▸ Work instruction 1:
In the health care text, where did the U.S. rank among 16 developed countries, according to the Conference Board of Canada?
▸ Work instruction 2:
Continue the text on health care innovation from its final sentence.

▸ Text section:
Health care is vital to society and has also become a potent economic force that is nearly 18 percent of the U.S. GDP, according to the World Bank. But the expansion is outpacing inflation.
And even as life expectancy has improved recently in the U.S., in most causes of premature death U.S. outcomes are typically worse than other similarly developed countries. According to the Conference Board of Canada, out of 16 developed countries, the U.S. ranked last with a score of D.
Whether from the point of effectiveness or economic stability, something has to change in how health care is delivered in the country. Harvard’s Forum on Healthcare Innovation — a joint project of Harvard’s medical and business schools — undertook a survey and study. The effort resulted in five suggestions — “key imperatives,” the group called them — that managers in the field and people studying for an MBA health care degree should consider.
Make value the central objective
Attention on health care is often split between controlling costs and improving outcomes. However, the public needs and expects more. Better outcomes won’t matter if people cannot afford them, and reduced costs don’t help if outcomes degrade. Energy and innovation must be directed at these combined problems. The legacy approach is not working. There needs to be coordination of care and the industry should share information to avoid wasted duplication of efforts.
Promote novel approaches to process improvement
As the old saying goes, repeating the same actions and expecting different results is a form of insanity. Rather than focusing primarily on new treatments, drugs, and devices, the industry should begin continuous improvement of processes, learning from mistakes and improving previous efforts. Executives and policy makers will need to design incentives to encourage improvement in how vendors, providers, and patients take part in the system.

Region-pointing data
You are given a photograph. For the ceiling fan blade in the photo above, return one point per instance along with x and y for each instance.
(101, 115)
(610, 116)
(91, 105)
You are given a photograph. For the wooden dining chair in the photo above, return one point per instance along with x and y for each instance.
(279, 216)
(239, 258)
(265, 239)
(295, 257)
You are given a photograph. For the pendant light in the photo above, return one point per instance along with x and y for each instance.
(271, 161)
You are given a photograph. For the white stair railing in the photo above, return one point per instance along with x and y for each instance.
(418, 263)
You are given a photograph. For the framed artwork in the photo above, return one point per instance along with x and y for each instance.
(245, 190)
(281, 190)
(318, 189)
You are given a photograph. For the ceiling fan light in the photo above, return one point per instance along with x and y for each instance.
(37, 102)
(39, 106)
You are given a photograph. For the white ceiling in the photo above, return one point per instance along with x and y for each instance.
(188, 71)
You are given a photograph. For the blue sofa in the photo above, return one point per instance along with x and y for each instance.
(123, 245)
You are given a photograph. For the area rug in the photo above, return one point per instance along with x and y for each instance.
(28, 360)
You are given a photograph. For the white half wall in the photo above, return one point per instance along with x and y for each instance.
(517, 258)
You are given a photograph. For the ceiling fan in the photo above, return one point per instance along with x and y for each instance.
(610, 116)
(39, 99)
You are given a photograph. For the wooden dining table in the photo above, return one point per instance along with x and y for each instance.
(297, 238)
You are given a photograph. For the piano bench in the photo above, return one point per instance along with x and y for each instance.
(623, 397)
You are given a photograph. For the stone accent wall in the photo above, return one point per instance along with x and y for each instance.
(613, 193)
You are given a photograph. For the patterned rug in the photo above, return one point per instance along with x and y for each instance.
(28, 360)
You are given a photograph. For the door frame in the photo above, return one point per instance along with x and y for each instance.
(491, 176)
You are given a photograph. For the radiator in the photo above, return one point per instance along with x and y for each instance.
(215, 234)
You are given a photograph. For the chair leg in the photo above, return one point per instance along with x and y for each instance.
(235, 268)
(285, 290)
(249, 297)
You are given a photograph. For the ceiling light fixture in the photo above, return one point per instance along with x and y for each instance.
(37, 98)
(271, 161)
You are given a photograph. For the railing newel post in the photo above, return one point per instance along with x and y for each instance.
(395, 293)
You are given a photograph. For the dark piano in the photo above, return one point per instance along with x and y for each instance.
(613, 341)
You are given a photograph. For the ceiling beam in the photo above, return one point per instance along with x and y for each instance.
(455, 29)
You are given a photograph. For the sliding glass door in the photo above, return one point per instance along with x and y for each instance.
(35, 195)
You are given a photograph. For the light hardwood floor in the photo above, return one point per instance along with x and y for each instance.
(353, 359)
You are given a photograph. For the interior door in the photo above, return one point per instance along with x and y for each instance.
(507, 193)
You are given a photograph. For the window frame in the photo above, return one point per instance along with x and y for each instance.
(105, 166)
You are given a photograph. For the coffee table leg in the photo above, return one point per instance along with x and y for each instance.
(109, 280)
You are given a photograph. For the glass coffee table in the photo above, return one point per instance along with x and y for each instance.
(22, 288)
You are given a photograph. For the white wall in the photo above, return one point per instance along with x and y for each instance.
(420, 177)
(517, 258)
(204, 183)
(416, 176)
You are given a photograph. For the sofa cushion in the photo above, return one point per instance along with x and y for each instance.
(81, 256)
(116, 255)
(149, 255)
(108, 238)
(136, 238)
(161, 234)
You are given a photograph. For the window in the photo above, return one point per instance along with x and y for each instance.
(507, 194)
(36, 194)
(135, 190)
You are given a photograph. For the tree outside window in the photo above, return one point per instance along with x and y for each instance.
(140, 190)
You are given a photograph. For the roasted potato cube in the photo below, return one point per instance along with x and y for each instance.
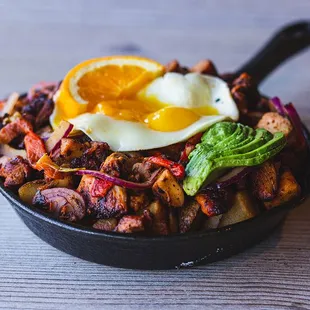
(138, 201)
(106, 224)
(130, 224)
(67, 182)
(274, 122)
(158, 212)
(288, 190)
(212, 222)
(29, 189)
(190, 217)
(114, 204)
(243, 208)
(71, 148)
(168, 189)
(212, 203)
(265, 181)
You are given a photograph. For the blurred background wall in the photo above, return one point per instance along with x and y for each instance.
(41, 40)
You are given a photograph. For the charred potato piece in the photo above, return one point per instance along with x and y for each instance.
(173, 220)
(29, 189)
(243, 208)
(265, 181)
(288, 190)
(168, 189)
(115, 164)
(130, 224)
(212, 222)
(106, 224)
(274, 122)
(191, 217)
(158, 212)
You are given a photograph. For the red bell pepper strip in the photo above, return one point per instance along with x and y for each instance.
(176, 169)
(34, 146)
(100, 187)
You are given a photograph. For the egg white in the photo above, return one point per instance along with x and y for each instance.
(189, 91)
(130, 136)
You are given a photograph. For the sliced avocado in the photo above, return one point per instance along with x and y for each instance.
(226, 145)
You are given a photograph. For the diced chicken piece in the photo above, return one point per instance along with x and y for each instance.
(106, 224)
(264, 181)
(158, 213)
(142, 171)
(288, 190)
(114, 204)
(274, 122)
(243, 208)
(168, 189)
(190, 217)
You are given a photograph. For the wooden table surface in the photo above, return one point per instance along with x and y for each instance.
(41, 40)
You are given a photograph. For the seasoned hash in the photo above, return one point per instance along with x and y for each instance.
(224, 174)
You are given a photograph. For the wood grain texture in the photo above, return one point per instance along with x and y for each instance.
(41, 40)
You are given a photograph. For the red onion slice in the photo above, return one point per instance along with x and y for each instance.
(278, 106)
(9, 151)
(42, 87)
(296, 121)
(63, 202)
(233, 176)
(121, 182)
(62, 131)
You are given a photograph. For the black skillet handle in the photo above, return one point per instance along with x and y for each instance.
(284, 44)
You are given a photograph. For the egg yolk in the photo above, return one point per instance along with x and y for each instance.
(155, 115)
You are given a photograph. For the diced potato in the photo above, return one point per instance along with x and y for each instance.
(243, 208)
(274, 122)
(29, 189)
(130, 224)
(159, 224)
(288, 190)
(264, 181)
(168, 189)
(190, 217)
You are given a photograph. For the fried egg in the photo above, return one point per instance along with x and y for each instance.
(170, 109)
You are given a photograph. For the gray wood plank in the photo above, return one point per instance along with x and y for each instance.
(41, 40)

▸ Answer box 1:
Last, with a score of D.

▸ Answer box 2:
Make consumerism work
Many interests harness consumerism effectively by focusing on the delivering value to the customer, not to the company providing a product or service. The same must happen in health care, with a focus on providing value for the patients first rather than making the needs and interests of caregivers of primary importance. Patients must also become active participants in managing their health.
Decentralize problem solving
Centralized problem solving might sound efficient, but business has shown that it can be a big mistake. People at the top of an organization are typically far removed from the actual operating conditions, the pressures, and insight into what might actually help. Using better use of non-physician personnel, like nurse practitioners and physician assistants, could help control costs. Physicians should have access to many technologies that might previously have been the province of expensive specialists and hospitals. Innovation also needs to be expanded outward.
Integrate new approaches into established organizations
Finally, improvements only work if they are used. The established structures of treatment, payment, and product development must join in the changes necessary for the health of the entire system. That also means collaboration with community organizations and accountability in maintaining the health of communities.
It’s a challenging and exciting time in health care. Managers who understand the changes necessary and take part will not only enjoy professional success, but the deep satisfaction of having left the world a better place.